SECTION 15.     AMENDMENTS.

     This Agreement may be amended in whole or in part only by an instrument in
writing setting forth the particulars of such amendment and duly executed by an
officer of Employers and by Employee.

SECTION 16.     WAIVER.

     No delay or omission by any party hereto to exercise any right or power
hereunder shall impair such right or power to be construed as a waiver thereof.
A waiver by any of the parties hereto of any of the covenants to be performed by
any other party or any breach thereof shall not be construed to be a waiver of
any succeeding breach thereof or of any other covenant herein contained. Except
as otherwise expressly set forth herein, all remedies provided for in this
Agreement shall be cumulative and in addition to and not in lieu of any other
remedies available to any party at law, in equity or otherwise.

                                       10
<Page>

SECTION 17.     COUNTERPARTS; REPRODUCTION.

     This Agreement may be executed in multiple counterparts, each of which
shall constitute an original, and all of which together shall constitute one and
the same Agreement, and any copy, facsimile or other reliable reproduction of
this Agreement maybe substituted or used in lieu of the original writing for any
and all purposes for which the original writing could be used, provided that
such copy, facsimile or other reproduction be a complete reproduction of the
entire original writing.

SECTION 18.     GOVERNING LAW.

     This Agreement shall be construed and enforced according to the laws of the
State of Missouri.

SECTION 19.     RESOLUTION OF DISPUTES; ARBITRATION.

     Any dispute arising out of or relating to this Agreement or Employee's
employment with Employers or the termination thereof shall be resolved first by
negotiation between the parties. If such negotiations leave the matter
unresolved after 60 days, then such dispute or claim shall be resolved by
binding confidential arbitration, to be held in St. Louis, Missouri, in
accordance with the rules of the American Arbitration Association. The
arbitrator in any arbitration provided for herein will be mutually selected by
the parties or in the event the parties cannot mutually agree, then appointed by
the American Arbitration Association. Judgment upon the award rendered by the
arbitrator(s) may be entered in any court having jurisdiction thereof. The
parties shall be responsible for their own costs and expenses under this SECTION
19.

SECTION 20.     PAYMENT UPON DEATH OF EMPLOYEE.

     In the event of the death of Employee during the term hereof, any unpaid
payments due either prior to Employee's death or after Employee's death shall be
payable as designated by Employee prior to his death in writing to Employers. In
the event of the death of all such persons so designated by Employee, either
prior to the death of the Employee or during any time when payments are due as
provided herein, or in the event Employee fails to so designate prior to his
death, or withdraws all such designations, said payments thereafter shall be
made to Employee's estate.

SECTION 21.     JOINTLY AND SEVERALLY LIABLE.

     Each of the Employers that have signed below is a party to this Agreement
and is jointly and severally liable for the obligations of Employers set forth
in this Agreement.

SECTION 22.     PRIOR AGREEMENTS.

     This Agreement supersedes any and all other employment or similar
agreements between Employee and Employers, including, without limitation, that
certain letter agreement, dated October 16, 2003, from Holdings to Employee (the
"LETTER"); PROVIDED, HOWEVER, that the options granted to Employee to purchase
25,000 shares of Common Stock as set forth in the Letter shall survive this
Agreement in accordance with the terms of the Letter.

SECTION 23.     EMPLOYEE ACKNOWLEDGEMENTS.

     Employee acknowledges and agrees that (a) he has read this Agreement; (b)
he is fully competent to execute this Agreement which he understands to be
contractual; (c) he executes this Agreement of his own free will, after having a
reasonable period of time to review, study, and deliberate regarding its

                                       11
<Page>

meaning and effect and to consult with counsel regarding same; and (d) without
reliance on any representation of any kind or character not expressly set forth
herein.

Stored data -
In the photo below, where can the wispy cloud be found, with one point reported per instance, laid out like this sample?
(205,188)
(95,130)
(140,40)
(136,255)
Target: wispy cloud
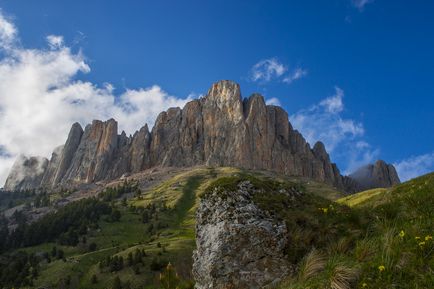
(343,138)
(415,166)
(40,97)
(360,4)
(296,74)
(266,70)
(272,69)
(8,32)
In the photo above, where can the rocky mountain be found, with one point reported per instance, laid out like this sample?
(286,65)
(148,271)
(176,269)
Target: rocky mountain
(220,129)
(378,175)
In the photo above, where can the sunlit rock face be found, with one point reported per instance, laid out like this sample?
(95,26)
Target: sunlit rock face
(220,129)
(378,175)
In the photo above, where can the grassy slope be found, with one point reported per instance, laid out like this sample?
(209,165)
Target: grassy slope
(396,249)
(350,244)
(180,192)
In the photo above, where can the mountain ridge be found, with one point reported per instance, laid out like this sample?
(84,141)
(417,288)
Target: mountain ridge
(220,129)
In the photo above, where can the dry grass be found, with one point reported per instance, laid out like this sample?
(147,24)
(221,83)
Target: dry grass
(313,263)
(343,277)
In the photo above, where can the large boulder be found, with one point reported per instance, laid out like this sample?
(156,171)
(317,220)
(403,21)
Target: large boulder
(238,244)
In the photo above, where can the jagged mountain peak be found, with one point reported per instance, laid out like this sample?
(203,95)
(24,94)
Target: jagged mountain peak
(379,174)
(220,129)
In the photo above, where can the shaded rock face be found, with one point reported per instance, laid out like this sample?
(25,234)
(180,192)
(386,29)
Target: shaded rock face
(238,245)
(220,129)
(26,173)
(378,175)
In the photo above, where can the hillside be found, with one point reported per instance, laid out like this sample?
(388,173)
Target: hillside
(220,129)
(382,239)
(158,220)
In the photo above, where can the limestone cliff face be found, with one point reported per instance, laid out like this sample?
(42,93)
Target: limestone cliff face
(378,175)
(220,129)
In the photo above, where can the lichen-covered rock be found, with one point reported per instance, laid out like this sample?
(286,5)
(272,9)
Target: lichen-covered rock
(238,245)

Written exercise A - In the employment agreement, after how many days of unresolved negotiation does a dispute go to binding arbitration?
Written exercise B - Continue the employment agreement from its last sentence.

Exercise response A - 60 days.

Exercise response B -
                               * * * * * * * * * *


                                       12
<Page>

     IN WITNESS WHEREOF, the parties hereto have executed and delivered this
Employment Agreement as of the date first above written.

                                       EMPLOYEE:

                                       /s/ Paul D. Melnuk
                                       -------------------------------------
                                       Name:    Paul D. Melnuk

                                       EMPLOYERS:

                                       THERMADYNE HOLDINGS CORPORATION


                                       By:      /s/ Patricia S. Williams
                                                -----------------------------
                                                Patricia S. Williams
                                       Title:   Vice President & General Counsel

                                       THERMADYNE INDUSTRIES, INC.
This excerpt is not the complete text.